§ **Input data**:
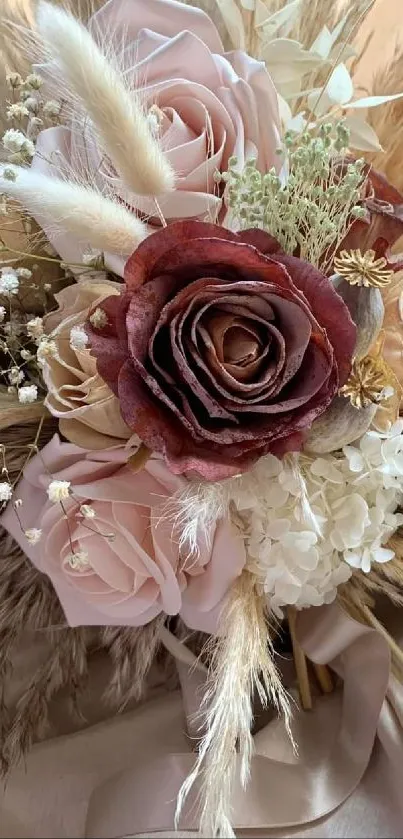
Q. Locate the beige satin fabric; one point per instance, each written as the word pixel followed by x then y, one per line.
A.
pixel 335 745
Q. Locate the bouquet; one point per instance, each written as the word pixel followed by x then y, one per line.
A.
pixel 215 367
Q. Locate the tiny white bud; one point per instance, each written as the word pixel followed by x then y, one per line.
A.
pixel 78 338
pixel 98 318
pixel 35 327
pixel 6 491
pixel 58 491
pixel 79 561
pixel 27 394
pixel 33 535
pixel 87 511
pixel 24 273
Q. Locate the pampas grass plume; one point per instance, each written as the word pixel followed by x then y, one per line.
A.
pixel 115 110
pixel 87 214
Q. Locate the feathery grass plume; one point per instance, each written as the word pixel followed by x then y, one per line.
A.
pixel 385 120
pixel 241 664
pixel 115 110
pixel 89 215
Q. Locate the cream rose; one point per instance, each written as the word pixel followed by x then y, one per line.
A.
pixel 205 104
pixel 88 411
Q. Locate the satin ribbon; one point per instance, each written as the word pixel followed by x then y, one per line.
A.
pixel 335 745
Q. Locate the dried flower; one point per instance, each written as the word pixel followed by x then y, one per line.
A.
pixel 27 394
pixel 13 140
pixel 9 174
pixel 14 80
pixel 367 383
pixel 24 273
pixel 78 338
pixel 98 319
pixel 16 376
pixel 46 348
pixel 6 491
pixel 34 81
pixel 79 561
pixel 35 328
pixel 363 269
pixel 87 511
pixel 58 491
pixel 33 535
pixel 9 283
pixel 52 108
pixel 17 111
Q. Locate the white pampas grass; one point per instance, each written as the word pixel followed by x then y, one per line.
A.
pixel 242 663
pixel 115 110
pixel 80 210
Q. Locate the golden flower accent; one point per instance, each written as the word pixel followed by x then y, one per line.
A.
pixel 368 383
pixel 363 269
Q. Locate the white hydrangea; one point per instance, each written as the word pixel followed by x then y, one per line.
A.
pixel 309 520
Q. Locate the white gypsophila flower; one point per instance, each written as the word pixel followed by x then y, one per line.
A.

§ **Requirement**:
In the copy, no picture may appear; the records themselves must be output exactly.

§ **Output**:
Q. Locate the beige satin fabric; one point per instance, each written as the word pixel followed by x then y, one per line.
A.
pixel 335 745
Q. Locate the bouquet; one point per instance, each written as the word pixel followed by x then y, one per line.
A.
pixel 215 367
Q. Locate the tiny white bud; one point per instance, each written as the word pixel followed by x then y, one per line.
A.
pixel 78 338
pixel 98 318
pixel 35 327
pixel 6 491
pixel 58 491
pixel 79 561
pixel 27 394
pixel 33 535
pixel 87 511
pixel 24 273
Q. Locate the pampas grass plume; one point per instance, each written as the word pixel followed by x then y, one per line.
A.
pixel 115 110
pixel 87 214
Q. Locate the feathery grass plume; one point per instance, each written as the word pixel followed by x then y, one per line.
A.
pixel 385 120
pixel 241 664
pixel 115 110
pixel 89 215
Q. Locate the cream rose; one point per instance, each written as the word pixel followed by x then y, one per line.
A.
pixel 205 104
pixel 88 411
Q. Locate the satin ribbon; one point per instance, each written as the word pixel followed by x then y, one per line.
A.
pixel 335 745
Q. Locate the dried flower; one point per instance, each written as the word pixel followed by x then y, one per line.
A.
pixel 27 394
pixel 13 140
pixel 9 174
pixel 14 80
pixel 367 383
pixel 24 273
pixel 78 338
pixel 98 319
pixel 16 376
pixel 46 348
pixel 6 491
pixel 34 81
pixel 79 561
pixel 35 328
pixel 363 269
pixel 87 511
pixel 58 491
pixel 33 535
pixel 9 283
pixel 52 108
pixel 17 111
Q. Locate the white pampas grass; one point per instance, each written as the word pixel followed by x then y, one per line.
A.
pixel 242 663
pixel 115 110
pixel 80 210
Q. Locate the golden flower accent; one point per instance, each written as the word pixel followed by x then y, one per line.
A.
pixel 368 383
pixel 363 269
Q. Locate the white hydrangea; one point per instance, each written as the word pixel followed by x then y, one per line.
A.
pixel 309 520
Q. Locate the white gypsophila flower; one point per instance, each written as the word pixel followed by x then y, one per line.
A.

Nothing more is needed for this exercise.